Give again the line that contains "Please mark every grass", plus every line after it to the end of the records, unchanged.

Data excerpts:
- Opening Delimiter -

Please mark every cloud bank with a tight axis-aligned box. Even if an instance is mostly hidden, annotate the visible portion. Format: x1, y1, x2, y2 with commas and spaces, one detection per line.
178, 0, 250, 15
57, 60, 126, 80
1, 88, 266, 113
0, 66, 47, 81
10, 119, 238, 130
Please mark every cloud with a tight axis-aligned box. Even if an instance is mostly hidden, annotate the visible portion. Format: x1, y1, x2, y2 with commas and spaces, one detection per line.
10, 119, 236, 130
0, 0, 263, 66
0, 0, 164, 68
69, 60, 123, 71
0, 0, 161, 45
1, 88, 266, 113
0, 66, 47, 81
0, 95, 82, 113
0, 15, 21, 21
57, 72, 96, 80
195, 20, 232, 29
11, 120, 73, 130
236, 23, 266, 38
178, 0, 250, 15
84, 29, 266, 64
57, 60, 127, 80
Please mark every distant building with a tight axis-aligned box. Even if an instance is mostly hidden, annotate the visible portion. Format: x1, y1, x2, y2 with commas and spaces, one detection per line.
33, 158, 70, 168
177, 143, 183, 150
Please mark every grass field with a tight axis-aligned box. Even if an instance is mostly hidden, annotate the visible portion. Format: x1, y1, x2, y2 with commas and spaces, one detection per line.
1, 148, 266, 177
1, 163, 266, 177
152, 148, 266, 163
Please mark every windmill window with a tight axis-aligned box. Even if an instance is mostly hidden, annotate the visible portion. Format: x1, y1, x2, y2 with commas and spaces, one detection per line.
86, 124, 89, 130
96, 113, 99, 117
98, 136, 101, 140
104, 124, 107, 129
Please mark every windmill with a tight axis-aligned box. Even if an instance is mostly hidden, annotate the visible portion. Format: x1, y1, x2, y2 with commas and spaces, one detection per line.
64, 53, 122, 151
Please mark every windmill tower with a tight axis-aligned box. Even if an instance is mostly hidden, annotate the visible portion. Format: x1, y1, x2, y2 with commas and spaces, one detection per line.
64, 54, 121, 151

- Closing Delimiter -

> **Solution for this problem**:
Please mark every grass field with a tight axis-aligned box. Even if an instance is mostly hidden, annotate the visible portion. Format: x1, y1, x2, y2 with commas and spaces, one detection per line.
1, 148, 266, 177
1, 163, 266, 177
152, 148, 266, 163
Please mark every windmill window with a tight axis-aligned box. Even if an instance is mostly hidden, annotate the visible portion. Format: x1, y1, x2, y2 with commas and spaces, one detection per line.
86, 124, 89, 130
96, 113, 99, 117
98, 136, 101, 140
104, 124, 107, 129
Please mark every windmill with a tight axis-aligned box. Even if an instance is mostly hidden, annotate the visible portion. Format: x1, y1, x2, y2 with commas and spaces, one detection per line.
64, 53, 122, 151
Please mark every windmill tower with a tight axis-aligned box. Even if an instance is mostly hidden, annotate the visible portion. Format: x1, y1, x2, y2 with commas and spaces, one detection per line.
64, 54, 121, 151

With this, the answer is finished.